BEGIN

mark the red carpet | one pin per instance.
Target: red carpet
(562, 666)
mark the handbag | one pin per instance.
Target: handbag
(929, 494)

END

§ **Written request**
Reproduce all of the data above line for line, with no changes.

§ **Completed exercise**
mark the red carpet | one pin per instance.
Target: red carpet
(562, 666)
mark the handbag | one pin per instance.
Target: handbag
(929, 494)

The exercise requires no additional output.